* Daftar Tugas
**A.** Kutip teks tentang nilai tukar rupiah, mulai dari "KABARBURSA.COM - Pergerakan" dan berakhir pada "mencari dolar AS.".
**B.** Kumpulkan setiap baris data yang memuat kata "contrail", lalu salin baris-baris tersebut tanpa perubahan.

* Teks Pilihan

————

KABARBURSA.COM - Pergerakan nilai tukar rupiah kembali tertekan dalam perdagangan hari ini, Rabu, 26 Juni 2024, terseret oleh kejatuhan mata uang Tiongkok, yuan, dan kebangkitan dolar Amerika Serikat (AS) akibat nada hawkish baru dari para pejabat Federal Reserve (The Fed).
Rupiah yang pagi tadi dibuka melemah di Rp16.441/USD dan sempat menyentuh level terlemah di Rp16.448/USD, saat ini masih tertekan di kisaran Rp16.433/USD pada pukul 14:33 WIB.
Level itu bahkan lebih lemah dibandingkan nilai rupiah di pasar Nondeliverable Forward (NDF) yang ada di kisaran Rp16.426-Rp16.431/USD. Inversi ini kemungkinan karena adanya kontrak NDF jatuh tempo yang tidak bisa diperpanjang sehingga para pemburu valuta asing (valas) beralih menyerbu pasar spot untuk mencari dolar AS.
Tekanan yang dihadapi rupiah berlangsung ketika pasar saham masih bergerak di zona hijau dan yield Surat Berharga Negara (SBN) bervariasi, dengan tenor 10 tahun naik sedikit ke 7,108 persen dan tenor dua tahun di 6,839 persen.
Rupiah terseret pelemahan yang dialami oleh yuan yang tergerus nilainya 0,05 persen terhadap dolar AS, ketika level imbal hasil obligasi pemerintah Tiongkok terjatuh ke level terendah dalam 22 tahun terakhir di 2,22 persen karena kekhawatiran terkait prospek pertumbuhan ke depan.

————

* Entri data terkumpul
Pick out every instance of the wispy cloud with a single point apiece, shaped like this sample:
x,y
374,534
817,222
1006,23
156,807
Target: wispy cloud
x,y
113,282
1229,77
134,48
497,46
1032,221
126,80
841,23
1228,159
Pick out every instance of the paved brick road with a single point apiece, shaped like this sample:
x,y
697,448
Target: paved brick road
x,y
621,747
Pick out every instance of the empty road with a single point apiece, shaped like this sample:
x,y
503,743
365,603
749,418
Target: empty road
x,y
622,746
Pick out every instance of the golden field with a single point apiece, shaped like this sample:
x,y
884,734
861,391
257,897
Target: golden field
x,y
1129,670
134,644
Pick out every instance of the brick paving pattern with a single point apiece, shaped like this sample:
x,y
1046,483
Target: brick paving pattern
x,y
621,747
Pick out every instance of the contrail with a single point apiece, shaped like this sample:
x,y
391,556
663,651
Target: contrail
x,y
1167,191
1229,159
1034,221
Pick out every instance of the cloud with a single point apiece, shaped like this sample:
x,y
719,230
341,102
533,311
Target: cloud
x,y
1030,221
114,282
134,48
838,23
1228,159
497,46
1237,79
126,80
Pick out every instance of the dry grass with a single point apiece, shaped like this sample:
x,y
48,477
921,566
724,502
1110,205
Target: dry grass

————

* Tugas Terselesaikan
**A.**
KABARBURSA.COM - Pergerakan nilai tukar rupiah kembali tertekan dalam perdagangan hari ini, Rabu, 26 Juni 2024, terseret oleh kejatuhan mata uang Tiongkok, yuan, dan kebangkitan dolar Amerika Serikat (AS) akibat nada hawkish baru dari para pejabat Federal Reserve (The Fed).
Rupiah yang pagi tadi dibuka melemah di Rp16.441/USD dan sempat menyentuh level terlemah di Rp16.448/USD, saat ini masih tertekan di kisaran Rp16.433/USD pada pukul 14:33 WIB.
Level itu bahkan lebih lemah dibandingkan nilai rupiah di pasar Nondeliverable Forward (NDF) yang ada di kisaran Rp16.426-Rp16.431/USD. Inversi ini kemungkinan karena adanya kontrak NDF jatuh tempo yang tidak bisa diperpanjang sehingga para pemburu valuta asing (valas) beralih menyerbu pasar spot untuk mencari dolar AS.

**B.**
Pick out every instance of the contrail with a single point apiece, shaped like this sample:
Target: contrail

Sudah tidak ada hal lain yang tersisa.